### Your goal
Transcribe the entries exactly; images are not part of the copy.

────────────────

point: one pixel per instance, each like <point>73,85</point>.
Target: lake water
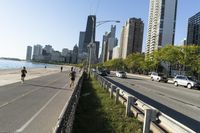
<point>12,64</point>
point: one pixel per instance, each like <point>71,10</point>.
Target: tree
<point>134,62</point>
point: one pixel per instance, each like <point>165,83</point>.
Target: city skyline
<point>58,24</point>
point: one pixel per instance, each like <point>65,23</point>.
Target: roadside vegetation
<point>180,58</point>
<point>97,113</point>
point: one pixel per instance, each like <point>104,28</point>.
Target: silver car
<point>185,81</point>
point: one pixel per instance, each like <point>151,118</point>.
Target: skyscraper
<point>132,37</point>
<point>161,24</point>
<point>90,32</point>
<point>75,55</point>
<point>81,41</point>
<point>37,52</point>
<point>108,43</point>
<point>193,34</point>
<point>28,53</point>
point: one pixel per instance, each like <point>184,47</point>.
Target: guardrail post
<point>107,88</point>
<point>128,105</point>
<point>150,115</point>
<point>111,91</point>
<point>117,96</point>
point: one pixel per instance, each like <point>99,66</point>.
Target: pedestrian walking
<point>23,74</point>
<point>61,69</point>
<point>72,77</point>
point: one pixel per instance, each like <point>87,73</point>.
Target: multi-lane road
<point>35,106</point>
<point>178,102</point>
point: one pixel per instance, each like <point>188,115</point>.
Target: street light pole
<point>92,40</point>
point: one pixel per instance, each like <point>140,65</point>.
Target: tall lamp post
<point>91,44</point>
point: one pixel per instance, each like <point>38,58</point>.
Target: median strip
<point>96,112</point>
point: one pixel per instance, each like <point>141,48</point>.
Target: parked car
<point>158,77</point>
<point>121,74</point>
<point>185,81</point>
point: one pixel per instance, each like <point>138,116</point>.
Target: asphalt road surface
<point>180,103</point>
<point>35,106</point>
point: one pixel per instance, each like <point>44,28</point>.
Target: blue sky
<point>58,22</point>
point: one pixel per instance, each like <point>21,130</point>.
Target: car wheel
<point>189,86</point>
<point>175,83</point>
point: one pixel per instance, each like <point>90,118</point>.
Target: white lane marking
<point>15,99</point>
<point>34,116</point>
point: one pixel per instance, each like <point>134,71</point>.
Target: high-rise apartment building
<point>193,34</point>
<point>28,53</point>
<point>108,43</point>
<point>81,42</point>
<point>161,24</point>
<point>37,52</point>
<point>89,32</point>
<point>132,37</point>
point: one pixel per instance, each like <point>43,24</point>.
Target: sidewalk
<point>14,75</point>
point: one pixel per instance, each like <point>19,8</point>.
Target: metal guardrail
<point>157,121</point>
<point>66,118</point>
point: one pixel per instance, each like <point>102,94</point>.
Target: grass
<point>97,113</point>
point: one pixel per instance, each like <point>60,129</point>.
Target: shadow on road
<point>189,122</point>
<point>49,87</point>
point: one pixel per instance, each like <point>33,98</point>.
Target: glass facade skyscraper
<point>193,34</point>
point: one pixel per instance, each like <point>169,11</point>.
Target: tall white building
<point>28,53</point>
<point>116,52</point>
<point>48,49</point>
<point>161,24</point>
<point>131,37</point>
<point>108,43</point>
<point>37,52</point>
<point>81,41</point>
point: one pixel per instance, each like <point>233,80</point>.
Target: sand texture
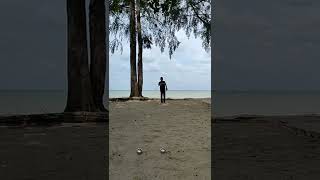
<point>72,151</point>
<point>182,127</point>
<point>264,149</point>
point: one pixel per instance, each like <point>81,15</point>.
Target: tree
<point>133,41</point>
<point>97,26</point>
<point>79,84</point>
<point>157,23</point>
<point>140,50</point>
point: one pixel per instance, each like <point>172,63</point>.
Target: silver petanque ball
<point>162,150</point>
<point>139,151</point>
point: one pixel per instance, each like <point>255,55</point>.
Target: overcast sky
<point>188,69</point>
<point>266,44</point>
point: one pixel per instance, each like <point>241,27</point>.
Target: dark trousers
<point>163,96</point>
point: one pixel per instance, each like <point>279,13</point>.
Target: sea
<point>224,103</point>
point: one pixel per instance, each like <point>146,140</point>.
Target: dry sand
<point>182,127</point>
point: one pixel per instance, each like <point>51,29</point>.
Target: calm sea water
<point>224,103</point>
<point>169,94</point>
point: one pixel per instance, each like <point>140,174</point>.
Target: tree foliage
<point>161,20</point>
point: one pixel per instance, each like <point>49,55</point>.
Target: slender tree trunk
<point>79,86</point>
<point>97,25</point>
<point>133,41</point>
<point>140,48</point>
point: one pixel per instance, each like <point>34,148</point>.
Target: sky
<point>188,69</point>
<point>265,44</point>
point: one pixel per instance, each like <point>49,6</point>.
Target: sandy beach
<point>264,148</point>
<point>61,151</point>
<point>182,127</point>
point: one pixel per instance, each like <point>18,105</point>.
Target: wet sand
<point>62,151</point>
<point>182,127</point>
<point>265,148</point>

────────────────

### Completed exercise
point: one pixel per instance, each like <point>73,85</point>.
Target: lake water
<point>12,64</point>
point: one pixel per instance, each like <point>71,10</point>.
Target: tree
<point>134,62</point>
point: one pixel per instance, each like <point>165,83</point>.
Target: city skyline
<point>58,24</point>
point: one pixel per instance, each like <point>65,23</point>.
Target: roadside vegetation
<point>180,58</point>
<point>97,113</point>
point: one pixel per instance, each like <point>104,28</point>.
Target: silver car
<point>185,81</point>
point: one pixel per instance, each like <point>151,118</point>.
Target: skyscraper
<point>132,37</point>
<point>161,24</point>
<point>90,32</point>
<point>75,55</point>
<point>81,41</point>
<point>37,52</point>
<point>108,43</point>
<point>193,34</point>
<point>28,53</point>
point: one pixel per instance, each like <point>184,47</point>.
Target: guardrail post
<point>107,88</point>
<point>128,105</point>
<point>150,115</point>
<point>111,91</point>
<point>117,96</point>
point: one pixel per instance, each like <point>99,66</point>.
Target: pedestrian walking
<point>23,74</point>
<point>61,69</point>
<point>72,77</point>
point: one pixel per instance, each like <point>87,73</point>.
Target: multi-lane road
<point>35,106</point>
<point>178,102</point>
point: one pixel per instance, each like <point>188,115</point>.
Target: street light pole
<point>92,40</point>
point: one pixel per instance, each like <point>140,65</point>.
Target: tall lamp post
<point>91,44</point>
point: one pixel per instance, each like <point>38,58</point>.
Target: median strip
<point>96,112</point>
point: one pixel per instance, each like <point>141,48</point>.
Target: parked car
<point>158,77</point>
<point>121,74</point>
<point>185,81</point>
point: one pixel per instance, each like <point>138,116</point>.
Target: asphalt road surface
<point>180,103</point>
<point>35,106</point>
point: one pixel per instance, each like <point>44,28</point>.
Target: blue sky
<point>58,22</point>
point: one pixel per instance, each like <point>21,130</point>.
Target: car wheel
<point>189,86</point>
<point>175,83</point>
point: one pixel per instance, each like <point>90,118</point>.
Target: white lane marking
<point>15,99</point>
<point>34,116</point>
point: one pixel per instance, each like <point>134,71</point>.
Target: high-rise apartment building
<point>193,34</point>
<point>28,53</point>
<point>108,43</point>
<point>81,42</point>
<point>161,24</point>
<point>37,52</point>
<point>89,32</point>
<point>132,37</point>
point: one pixel per instance, each like <point>43,24</point>.
Target: sidewalk
<point>14,75</point>
point: one pixel per instance, each like <point>19,8</point>.
Target: metal guardrail
<point>157,121</point>
<point>66,118</point>
point: one pixel per instance, each like <point>102,94</point>.
Target: grass
<point>97,113</point>
point: one pixel per instance, each like <point>60,129</point>.
Target: shadow on road
<point>189,122</point>
<point>49,87</point>
point: one pixel per instance, each like <point>33,98</point>.
Target: glass facade skyscraper
<point>193,34</point>
point: one pixel per instance, each like <point>169,11</point>.
Target: tall white building
<point>28,53</point>
<point>116,52</point>
<point>48,49</point>
<point>161,24</point>
<point>131,37</point>
<point>108,43</point>
<point>37,52</point>
<point>81,41</point>
point: one pixel per instance, each like <point>233,80</point>.
Target: sand texture
<point>72,151</point>
<point>182,127</point>
<point>264,149</point>
point: one pixel per instance, each like <point>81,15</point>.
Target: tree
<point>133,41</point>
<point>97,26</point>
<point>79,84</point>
<point>157,23</point>
<point>140,50</point>
point: one pixel per instance, each like <point>172,63</point>.
Target: silver petanque ball
<point>162,150</point>
<point>139,151</point>
point: one pixel per instance, each like <point>255,55</point>.
Target: overcast sky
<point>188,69</point>
<point>266,44</point>
point: one pixel per instance, each like <point>241,27</point>.
Target: dark trousers
<point>163,96</point>
point: one pixel per instance, each like <point>279,13</point>.
Target: sea
<point>224,103</point>
point: one pixel per instance, each like <point>146,140</point>.
Target: dry sand
<point>182,127</point>
point: one pixel per instance, each like <point>51,29</point>.
Target: calm sea water
<point>224,103</point>
<point>169,94</point>
point: one pixel per instance, each like <point>140,174</point>.
Target: tree foliage
<point>161,20</point>
point: one pixel per instance, each like <point>49,55</point>.
Target: slender tree trunk
<point>79,86</point>
<point>97,25</point>
<point>133,41</point>
<point>140,48</point>
point: one pixel per instance, each like <point>34,148</point>.
Target: sky
<point>188,69</point>
<point>265,44</point>
point: one pixel per instance, each like <point>49,6</point>.
Target: sandy beach
<point>264,148</point>
<point>61,151</point>
<point>182,127</point>
point: one pixel per instance, each like <point>18,105</point>.
Target: wet sand
<point>62,151</point>
<point>182,127</point>
<point>265,148</point>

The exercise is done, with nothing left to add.